** BEGIN PAGE EXTRACT **
# Way, Way Off Topic (rated G)



## Muskt (Jul 14, 2015)

I hope no one is offended by this "off topic" post.
This is a link to a live webcam near King Salmon, Alaska.  It is currently off-line---they have frequent outages due to remoteness & satellite issues.  Anyway, the Sockeye Salmon are "in" and attempting to get over the falls.  The Alaskan Brown Bears know this and are there to intercept the salmon.  I observed 8 bears at one time last night.  Last summer, I saw 14 at one time.   I really miss this type of thing, and REALLY miss real Salmon for dinner--I will not eat Atlantic Salmon.

Anyway, even when the camera is offline, they broadcast earlier taped videos.  It will say "Live" or "Offline" in the lower right corner of the video section.

Enjoy,

http://explore.org/live-cams/player/brown-bear-salmon-cam-brooks-falls

Jerry--Formerly of Alaska, now in Delaware


----------



## JimDawson (Jul 14, 2015)

Very cool!


----------



## RJSakowski (Jul 14, 2015)

Thanks for sharing!  With all the trash that is on the internet, this brings a welcome breath of fresh air.
** END PAGE EXTRACT **
** BEGIN SOURCE DATA **
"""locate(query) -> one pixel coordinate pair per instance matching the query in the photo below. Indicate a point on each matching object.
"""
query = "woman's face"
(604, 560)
** END SOURCE DATA **
-- PROBLEMS --
1. Shorten the paragraph of the bear webcam thread that begins "Anyway, even when the camera is offline" while keeping its main facts.
2. Repeat word for word the passage of the bear webcam thread that begins at the words "Anyway, even when" and stops after "the video section.".

-- REPLIES --
1. When the camera is offline, earlier taped videos are broadcast. The lower right corner of the video section shows "Live" or "Offline."

2.
Anyway, even when the camera is offline, they broadcast earlier taped videos.  It will say "Live" or "Offline" in the lower right corner of the video section.